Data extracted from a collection

───

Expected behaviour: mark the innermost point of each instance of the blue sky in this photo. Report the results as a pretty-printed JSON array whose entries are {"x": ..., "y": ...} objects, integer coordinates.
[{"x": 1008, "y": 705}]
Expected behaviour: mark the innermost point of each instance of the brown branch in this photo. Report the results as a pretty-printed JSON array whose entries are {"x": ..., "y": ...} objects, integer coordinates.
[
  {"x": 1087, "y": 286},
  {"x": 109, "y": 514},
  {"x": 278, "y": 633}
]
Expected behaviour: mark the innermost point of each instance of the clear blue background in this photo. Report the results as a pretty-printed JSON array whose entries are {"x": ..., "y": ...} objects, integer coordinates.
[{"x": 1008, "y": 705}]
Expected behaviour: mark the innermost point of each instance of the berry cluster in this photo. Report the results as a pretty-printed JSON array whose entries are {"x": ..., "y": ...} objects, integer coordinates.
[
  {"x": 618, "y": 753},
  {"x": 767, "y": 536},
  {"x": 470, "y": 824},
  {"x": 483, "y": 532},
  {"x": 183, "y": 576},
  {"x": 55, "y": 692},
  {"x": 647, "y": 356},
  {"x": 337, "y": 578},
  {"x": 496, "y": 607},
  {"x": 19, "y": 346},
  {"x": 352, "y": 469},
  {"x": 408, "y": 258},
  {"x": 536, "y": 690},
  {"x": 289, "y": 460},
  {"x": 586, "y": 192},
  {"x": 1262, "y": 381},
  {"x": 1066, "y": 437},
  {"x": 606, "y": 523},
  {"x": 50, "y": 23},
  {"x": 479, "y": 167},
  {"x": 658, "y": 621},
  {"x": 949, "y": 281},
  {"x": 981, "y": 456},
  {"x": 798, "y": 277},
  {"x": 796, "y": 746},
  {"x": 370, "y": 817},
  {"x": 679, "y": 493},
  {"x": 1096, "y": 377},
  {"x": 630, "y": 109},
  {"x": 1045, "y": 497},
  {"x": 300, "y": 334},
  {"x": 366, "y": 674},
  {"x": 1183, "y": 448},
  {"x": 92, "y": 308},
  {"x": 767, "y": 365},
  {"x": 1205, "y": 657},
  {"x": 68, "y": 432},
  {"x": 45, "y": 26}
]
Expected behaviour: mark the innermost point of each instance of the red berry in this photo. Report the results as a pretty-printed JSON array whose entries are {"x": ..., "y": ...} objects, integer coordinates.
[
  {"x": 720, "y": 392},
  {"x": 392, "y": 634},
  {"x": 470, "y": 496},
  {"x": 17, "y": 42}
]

───

Please return every line of the listing above word for word, keeping the original order.

Expected behaviour: mark the innermost point of each instance of the blue sky in this photo. Report the results as a pretty-printed JSON array whose entries are {"x": ..., "y": ...} objects, integer coordinates.
[{"x": 1008, "y": 705}]
Expected behaviour: mark the innermost point of each instance of the brown branch in this photo. Report the results as a pretty-printed JSON array whose entries are {"x": ..., "y": ...} objects, integer coordinates.
[
  {"x": 1087, "y": 286},
  {"x": 109, "y": 514},
  {"x": 278, "y": 633}
]
Expected behaviour: mark the innermost point of each instance of the clear blue background in this photo. Report the results as a pretty-printed JSON array whose entries are {"x": ..., "y": ...} objects, integer coordinates.
[{"x": 1008, "y": 705}]
Expected behaviour: mark the innermost point of each instance of the berry cluster in this photo. Report the results as a pretty-printed JSON array whose entries are {"x": ..., "y": ...} objects, integer coordinates.
[
  {"x": 618, "y": 753},
  {"x": 767, "y": 536},
  {"x": 470, "y": 824},
  {"x": 483, "y": 532},
  {"x": 183, "y": 576},
  {"x": 55, "y": 692},
  {"x": 647, "y": 356},
  {"x": 337, "y": 578},
  {"x": 496, "y": 607},
  {"x": 19, "y": 346},
  {"x": 352, "y": 469},
  {"x": 408, "y": 258},
  {"x": 536, "y": 690},
  {"x": 289, "y": 460},
  {"x": 586, "y": 192},
  {"x": 1262, "y": 381},
  {"x": 1066, "y": 437},
  {"x": 606, "y": 523},
  {"x": 50, "y": 23},
  {"x": 479, "y": 167},
  {"x": 658, "y": 621},
  {"x": 949, "y": 281},
  {"x": 981, "y": 456},
  {"x": 798, "y": 277},
  {"x": 796, "y": 746},
  {"x": 370, "y": 817},
  {"x": 679, "y": 493},
  {"x": 1096, "y": 377},
  {"x": 630, "y": 109},
  {"x": 1045, "y": 497},
  {"x": 300, "y": 334},
  {"x": 366, "y": 674},
  {"x": 1183, "y": 448},
  {"x": 92, "y": 308},
  {"x": 767, "y": 365},
  {"x": 1205, "y": 657},
  {"x": 68, "y": 432},
  {"x": 45, "y": 26}
]
Expected behaviour: mark the innermost point of each instance of the red berry in this photo. Report the results as a pretty-printed JSON array whose entries are {"x": ..., "y": ...} objects, integer coordinates.
[
  {"x": 720, "y": 392},
  {"x": 392, "y": 634},
  {"x": 470, "y": 496},
  {"x": 17, "y": 42}
]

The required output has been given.